Artykuły prasowe. Koszykówka kobiet 1982/1983

Z Historia Wisły

Spis treści

Artykuły prasowe. Koszykówka kobiet 1982/1983

"Dziennik Polski" strona 2 - podsumowanie pierwszej części sezonu (artykuł z 04.01.1983)


Trener koszykarek Wisły Piotr Langosz:

Echo Krakowa. 1982, nr 108 (13/15 VIII) nr 11184


„Chcemy zbudować drużynę, która nawiąże do dobrych tradycji”

Od rozpoczęcia nowego sezonu ekstraklasy koszykarek dzieli nas jeszcze dwa miesiące. Nie oznacza to jednak, że zawodniczki przebywają na wakacjach. Wprost przeciwnie, intensywnie trenują, chcąc zaprezentować jak najwyższą formę już w pierwszych spotkaniach o ligowe punkty.

Wśród dziesięciu drużyn, które przystąpią w październiku do rywalizacji o mistrzowski tytuł znajduje się krakowska Wisła. O przygotowaniach do sezonu, zmianach w składzie rozmawiam z jej nowym trenerem, b. reprezentantem kraju, do niedawna koszykarzem „Wawelskich smoków” PIOTREM LANGOSZEM, który przejął obowiązki od współtwórcy największych sukcesów wiślaczek Ludwika Miętty.

— Jak czuje się Pan w tej nowej roli? — Nie chcę jako młody trener wiele zmieniać, pragnę raczej utrzymać to co było dotychczas. Staję przed niełatwym zadaniem.

Czym mogę bowiem zaimponować zajmując miejsce takiego fachowca jak Ludwik Miętta? Myślę jednak, że nie będzie źle. W razie potrzeby mogę się przecież zwrócić o pomoc do pana Miętty, który nie rozstał się z klubem, pracuje tu nadal na stanowisku trenera-koordynatora. Mam wreszcie za sobą grupę oddanych działaczy. Nie ukrywam, iż chcemy wspólnie zbudować drużynę, która nawiąże do dobrych tradycji. Wszak tytuły mistrza Polski zdobyte w ubiegłych latach przez koszykarki Wisły do czegoś zobowiązują.

Wiersze danych:
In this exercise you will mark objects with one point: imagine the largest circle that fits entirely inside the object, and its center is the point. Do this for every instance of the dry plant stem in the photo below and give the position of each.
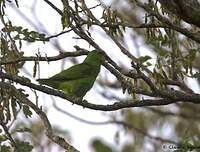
(166, 97)
(49, 131)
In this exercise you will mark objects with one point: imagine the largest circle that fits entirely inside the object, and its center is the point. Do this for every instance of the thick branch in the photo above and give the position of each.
(49, 131)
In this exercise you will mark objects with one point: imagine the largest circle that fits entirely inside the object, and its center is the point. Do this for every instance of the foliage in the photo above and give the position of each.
(161, 70)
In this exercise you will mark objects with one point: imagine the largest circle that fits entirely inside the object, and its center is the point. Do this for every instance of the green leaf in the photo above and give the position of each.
(2, 138)
(27, 111)
(5, 148)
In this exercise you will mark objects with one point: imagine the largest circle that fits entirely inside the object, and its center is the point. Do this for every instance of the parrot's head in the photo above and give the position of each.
(93, 58)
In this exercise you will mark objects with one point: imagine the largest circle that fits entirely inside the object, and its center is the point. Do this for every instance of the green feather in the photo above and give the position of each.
(78, 79)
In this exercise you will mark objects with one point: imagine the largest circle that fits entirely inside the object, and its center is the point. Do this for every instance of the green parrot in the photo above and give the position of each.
(78, 79)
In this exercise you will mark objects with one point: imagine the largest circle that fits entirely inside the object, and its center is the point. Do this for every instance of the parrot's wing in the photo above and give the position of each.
(75, 72)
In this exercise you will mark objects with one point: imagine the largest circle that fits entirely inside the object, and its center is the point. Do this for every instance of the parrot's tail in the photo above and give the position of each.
(42, 81)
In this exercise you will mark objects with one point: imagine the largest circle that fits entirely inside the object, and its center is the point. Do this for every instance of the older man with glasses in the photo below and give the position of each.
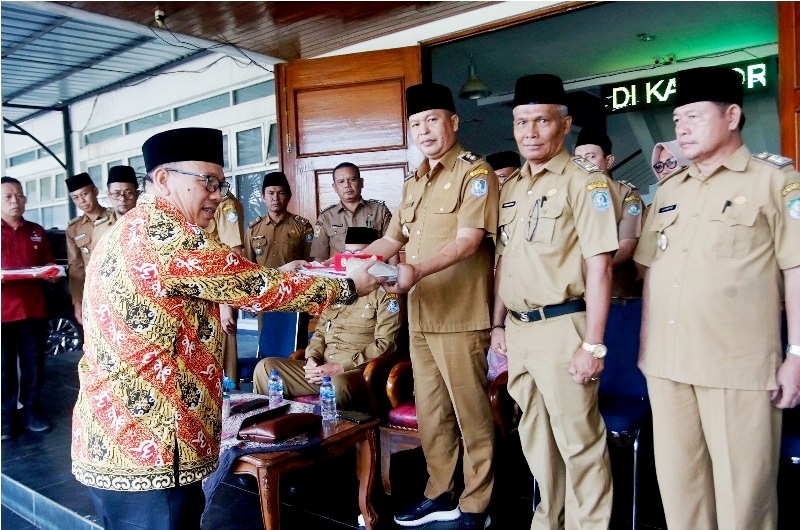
(147, 422)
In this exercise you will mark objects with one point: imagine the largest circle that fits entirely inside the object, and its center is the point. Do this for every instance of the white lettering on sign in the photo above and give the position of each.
(653, 90)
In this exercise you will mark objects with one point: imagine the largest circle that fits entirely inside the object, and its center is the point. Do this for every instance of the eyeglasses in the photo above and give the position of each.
(212, 182)
(127, 195)
(669, 163)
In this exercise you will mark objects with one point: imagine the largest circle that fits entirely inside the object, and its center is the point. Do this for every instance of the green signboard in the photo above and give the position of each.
(758, 75)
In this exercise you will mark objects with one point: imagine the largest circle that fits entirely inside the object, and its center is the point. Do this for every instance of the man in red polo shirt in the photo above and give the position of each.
(24, 244)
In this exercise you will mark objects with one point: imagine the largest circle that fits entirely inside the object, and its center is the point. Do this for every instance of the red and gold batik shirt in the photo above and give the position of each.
(148, 414)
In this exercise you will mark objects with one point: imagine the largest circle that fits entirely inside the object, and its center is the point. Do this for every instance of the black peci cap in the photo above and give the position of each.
(428, 96)
(718, 84)
(191, 144)
(539, 89)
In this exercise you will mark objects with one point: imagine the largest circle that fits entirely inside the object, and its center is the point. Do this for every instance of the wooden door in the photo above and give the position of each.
(346, 108)
(789, 78)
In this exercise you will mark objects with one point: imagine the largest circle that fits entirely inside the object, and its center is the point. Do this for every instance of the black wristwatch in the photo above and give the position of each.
(349, 294)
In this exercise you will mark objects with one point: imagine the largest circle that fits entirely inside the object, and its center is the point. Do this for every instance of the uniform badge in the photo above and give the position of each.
(478, 187)
(794, 208)
(634, 209)
(662, 241)
(601, 200)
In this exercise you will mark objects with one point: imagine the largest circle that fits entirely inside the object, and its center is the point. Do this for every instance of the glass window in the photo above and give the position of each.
(272, 146)
(249, 148)
(201, 107)
(148, 122)
(103, 135)
(249, 93)
(248, 191)
(137, 163)
(61, 185)
(46, 188)
(54, 216)
(32, 191)
(225, 157)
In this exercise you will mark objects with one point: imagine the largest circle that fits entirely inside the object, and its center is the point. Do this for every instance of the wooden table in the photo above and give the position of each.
(337, 437)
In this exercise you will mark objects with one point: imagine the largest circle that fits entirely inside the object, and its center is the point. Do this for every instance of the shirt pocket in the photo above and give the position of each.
(732, 232)
(543, 223)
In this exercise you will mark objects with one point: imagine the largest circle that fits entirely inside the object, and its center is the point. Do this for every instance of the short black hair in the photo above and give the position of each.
(347, 164)
(10, 180)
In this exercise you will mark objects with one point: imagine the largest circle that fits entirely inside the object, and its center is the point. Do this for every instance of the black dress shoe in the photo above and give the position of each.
(442, 508)
(473, 521)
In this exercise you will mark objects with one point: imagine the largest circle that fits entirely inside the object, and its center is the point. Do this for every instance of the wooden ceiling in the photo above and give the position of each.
(284, 30)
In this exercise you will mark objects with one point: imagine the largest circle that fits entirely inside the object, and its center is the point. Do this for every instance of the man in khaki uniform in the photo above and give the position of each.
(227, 226)
(83, 232)
(345, 340)
(279, 237)
(557, 231)
(446, 218)
(352, 210)
(719, 236)
(594, 146)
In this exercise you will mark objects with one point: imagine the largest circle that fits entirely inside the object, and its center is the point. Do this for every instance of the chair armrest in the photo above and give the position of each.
(376, 376)
(503, 407)
(400, 384)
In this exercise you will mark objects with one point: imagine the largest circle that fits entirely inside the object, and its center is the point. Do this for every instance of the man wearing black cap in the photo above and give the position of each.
(345, 340)
(719, 236)
(504, 164)
(123, 189)
(594, 146)
(557, 231)
(147, 422)
(446, 216)
(83, 233)
(352, 210)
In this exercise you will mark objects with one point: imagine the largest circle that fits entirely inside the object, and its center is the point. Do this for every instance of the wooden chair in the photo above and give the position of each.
(400, 432)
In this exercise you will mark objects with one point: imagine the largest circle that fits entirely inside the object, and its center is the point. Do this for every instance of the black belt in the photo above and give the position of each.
(550, 311)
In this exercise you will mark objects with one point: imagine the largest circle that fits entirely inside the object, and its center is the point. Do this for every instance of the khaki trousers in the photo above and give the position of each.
(716, 453)
(562, 433)
(451, 396)
(351, 391)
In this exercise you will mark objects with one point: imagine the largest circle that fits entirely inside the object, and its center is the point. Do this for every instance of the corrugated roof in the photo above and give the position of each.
(49, 60)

* _Twoje zadanie_:
Zacytuj z tekstu o koszykarkach Wisły fragment od słów „Od rozpoczęcia nowego” aż do słów „wiślaczek Ludwika Miętty.” włącznie.

* _Odpowiedź_:
Od rozpoczęcia nowego sezonu ekstraklasy koszykarek dzieli nas jeszcze dwa miesiące. Nie oznacza to jednak, że zawodniczki przebywają na wakacjach. Wprost przeciwnie, intensywnie trenują, chcąc zaprezentować jak najwyższą formę już w pierwszych spotkaniach o ligowe punkty.

Wśród dziesięciu drużyn, które przystąpią w październiku do rywalizacji o mistrzowski tytuł znajduje się krakowska Wisła. O przygotowaniach do sezonu, zmianach w składzie rozmawiam z jej nowym trenerem, b. reprezentantem kraju, do niedawna koszykarzem „Wawelskich smoków” PIOTREM LANGOSZEM, który przejął obowiązki od współtwórcy największych sukcesów wiślaczek Ludwika Miętty.